AUFGABE A
Gib die Einträge wortgetreu wieder, beginnend mit der Zeile, die „[tag] yellow-green visor: a pin per instance“ enthält, bis einschließlich der letzten Zeile der Einträge. Beide Enden gehören dazu.

VORLIEGENDER AUSZUG
============================================================
Die Baumkronen kommunizieren miteinander, weiß Diethard Altrogge. Der pensionierte Forstamtsleiter wird hier nur "der Waldflüsterer" genannt. Er hat sich unter anderem mit der Verbindung von Mensch und Wald beschäftigt und ist dabei auch der Frage nachgegangen, warum wir uns im Wald so wohl fühlen: Zwischen Baumriesen und Farnblättern werden unsere Selbstheilungskräfte angeregt. Ein paar Stunden nur Grün sehen, den Bäumen zuhören, und wir verlassen den Wald gesünder, als wir ihn betreten haben.
Dem Wald selbst geht es weniger gut. Der Klimawandel und seine Folgen machen dem Ökosystem seit einigen Jahren schwer zu schaffen. Dürreperioden, Starkregenereignisse und Stürme setzen den Bäumen zu; das massenhafte Auftreten des Borkenkäfers verschärft die Situation zusätzlich. Der Kreis Siegen-Wittgenstein ist mit 70 Prozent der waldreichste Kreis Deutschlands. Große Flächen werden forstwirtschaftlich genutzt, und entsprechend hoch ist der Bestand an Fichten. Die aber sind von den Extremwetterereignissen und dem Borkenkäfer besonders schwer betroffen. Stehen sie zu trocken, können sie kein Harz produzieren. Der Baumsaft aber ist essentiell wichtig, um Buchdrucker und Kupferstecher, zwei Borkenkäferarten, aus den gebohrten Löchern zu spülen. So frisst sich der Käfer durch Bast und Kambrium, die Versorgungsschichten des Baumes nah unter der Rinde, und bringt den Baum zum Absterben. Die Folge: Millionen toter Fichten auch im Siegerland. Die Region verändert ihr Erscheinungsbild, überall gibt es riesige Kahlschlagsflächen oder Gebiete mit abgestorbenen braunen Fichtenkronen. Für die Waldbauern entsteht durch die Borkenkäferplage ein großer wirtschaftlicher Schaden, denn an dem befallenen Holz verdienen sie so gut wie nichts. So fehlt auch das Geld für die Wiederaufforstung. Genau die braucht es aber, um CO2 zu binden. Gerade junge Bäume speichern mehr Kohlendioxid als ältere.
============================================================
BEREITGESTELLTE DATEN
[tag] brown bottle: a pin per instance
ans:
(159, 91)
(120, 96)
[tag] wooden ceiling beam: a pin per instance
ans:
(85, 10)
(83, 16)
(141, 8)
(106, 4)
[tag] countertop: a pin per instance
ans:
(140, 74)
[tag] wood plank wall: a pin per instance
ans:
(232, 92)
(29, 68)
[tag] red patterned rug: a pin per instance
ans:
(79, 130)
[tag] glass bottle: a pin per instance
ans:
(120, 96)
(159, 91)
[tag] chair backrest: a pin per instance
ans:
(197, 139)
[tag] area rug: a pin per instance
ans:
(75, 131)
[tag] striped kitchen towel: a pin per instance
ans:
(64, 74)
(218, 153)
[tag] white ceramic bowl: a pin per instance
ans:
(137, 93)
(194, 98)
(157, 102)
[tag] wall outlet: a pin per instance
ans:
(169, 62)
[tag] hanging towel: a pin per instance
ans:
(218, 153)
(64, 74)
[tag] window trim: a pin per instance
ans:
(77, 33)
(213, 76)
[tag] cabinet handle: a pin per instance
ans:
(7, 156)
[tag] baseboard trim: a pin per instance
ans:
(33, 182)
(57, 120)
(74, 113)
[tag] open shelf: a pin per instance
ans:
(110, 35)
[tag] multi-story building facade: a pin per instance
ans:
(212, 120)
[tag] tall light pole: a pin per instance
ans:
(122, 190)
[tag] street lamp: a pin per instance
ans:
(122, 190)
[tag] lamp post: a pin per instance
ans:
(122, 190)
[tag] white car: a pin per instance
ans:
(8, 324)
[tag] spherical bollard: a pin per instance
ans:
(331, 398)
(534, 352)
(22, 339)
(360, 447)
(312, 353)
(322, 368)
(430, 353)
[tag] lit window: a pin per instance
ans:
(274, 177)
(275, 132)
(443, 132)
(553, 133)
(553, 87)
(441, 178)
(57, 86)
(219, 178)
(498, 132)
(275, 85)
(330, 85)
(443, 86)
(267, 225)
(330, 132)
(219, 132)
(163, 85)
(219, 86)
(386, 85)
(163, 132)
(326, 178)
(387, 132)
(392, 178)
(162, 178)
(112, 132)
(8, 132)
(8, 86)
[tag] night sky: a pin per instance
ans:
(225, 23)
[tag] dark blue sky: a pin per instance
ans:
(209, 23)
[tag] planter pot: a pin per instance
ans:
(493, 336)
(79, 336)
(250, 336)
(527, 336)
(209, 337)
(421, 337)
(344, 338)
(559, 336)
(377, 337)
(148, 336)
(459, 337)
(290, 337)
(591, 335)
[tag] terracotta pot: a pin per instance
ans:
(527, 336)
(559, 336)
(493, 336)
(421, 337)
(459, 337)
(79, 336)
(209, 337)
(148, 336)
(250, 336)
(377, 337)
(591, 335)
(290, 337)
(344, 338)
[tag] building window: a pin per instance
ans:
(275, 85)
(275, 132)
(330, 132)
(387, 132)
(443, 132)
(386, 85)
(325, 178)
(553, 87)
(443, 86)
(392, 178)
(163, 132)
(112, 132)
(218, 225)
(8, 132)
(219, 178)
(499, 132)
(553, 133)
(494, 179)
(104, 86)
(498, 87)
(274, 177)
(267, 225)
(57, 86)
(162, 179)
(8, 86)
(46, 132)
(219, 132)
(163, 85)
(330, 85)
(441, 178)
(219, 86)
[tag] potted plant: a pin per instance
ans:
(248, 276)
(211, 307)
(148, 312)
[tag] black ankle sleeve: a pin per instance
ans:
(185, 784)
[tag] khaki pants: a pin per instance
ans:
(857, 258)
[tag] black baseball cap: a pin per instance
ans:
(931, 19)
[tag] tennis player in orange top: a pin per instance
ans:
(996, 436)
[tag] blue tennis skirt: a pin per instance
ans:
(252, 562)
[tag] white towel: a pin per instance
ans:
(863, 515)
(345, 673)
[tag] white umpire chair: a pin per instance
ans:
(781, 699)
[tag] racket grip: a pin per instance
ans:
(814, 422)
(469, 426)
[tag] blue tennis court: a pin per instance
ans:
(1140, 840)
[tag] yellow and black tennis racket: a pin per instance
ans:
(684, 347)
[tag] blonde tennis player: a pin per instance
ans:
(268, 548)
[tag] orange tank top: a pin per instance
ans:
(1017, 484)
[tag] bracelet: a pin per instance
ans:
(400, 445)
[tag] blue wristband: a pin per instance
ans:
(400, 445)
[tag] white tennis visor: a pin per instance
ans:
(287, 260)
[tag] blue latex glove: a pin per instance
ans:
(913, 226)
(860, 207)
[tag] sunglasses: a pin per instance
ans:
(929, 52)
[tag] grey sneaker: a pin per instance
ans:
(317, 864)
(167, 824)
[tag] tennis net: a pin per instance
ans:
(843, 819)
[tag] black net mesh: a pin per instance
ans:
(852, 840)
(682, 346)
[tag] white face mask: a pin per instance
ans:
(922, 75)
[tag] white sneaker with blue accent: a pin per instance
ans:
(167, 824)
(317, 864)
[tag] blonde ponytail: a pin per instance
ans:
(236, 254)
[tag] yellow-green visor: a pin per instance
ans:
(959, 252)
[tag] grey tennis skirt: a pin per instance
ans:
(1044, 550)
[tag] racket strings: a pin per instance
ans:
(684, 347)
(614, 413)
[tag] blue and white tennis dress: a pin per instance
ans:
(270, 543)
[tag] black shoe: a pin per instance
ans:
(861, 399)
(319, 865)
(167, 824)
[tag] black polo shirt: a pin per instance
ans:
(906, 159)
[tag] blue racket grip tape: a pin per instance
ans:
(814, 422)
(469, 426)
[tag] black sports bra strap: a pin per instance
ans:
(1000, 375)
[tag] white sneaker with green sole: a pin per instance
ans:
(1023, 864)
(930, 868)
============================================================
AUFGABE B
Nenne alle Wetterereignisse, die laut dem Auszug über den Wald den Bäumen zusetzen.

ERGEBNIS A
[tag] yellow-green visor: a pin per instance
ans:
(959, 252)
[tag] grey tennis skirt: a pin per instance
ans:
(1044, 550)
[tag] racket strings: a pin per instance
ans:
(684, 347)
(614, 413)
[tag] blue and white tennis dress: a pin per instance
ans:
(270, 543)
[tag] black shoe: a pin per instance
ans:
(861, 399)
(319, 865)
(167, 824)
[tag] black polo shirt: a pin per instance
ans:
(906, 159)
[tag] blue racket grip tape: a pin per instance
ans:
(814, 422)
(469, 426)
[tag] black sports bra strap: a pin per instance
ans:
(1000, 375)
[tag] white sneaker with green sole: a pin per instance
ans:
(1023, 864)
(930, 868)

ERGEBNIS B
Dürreperioden, Starkregenereignisse, Stürme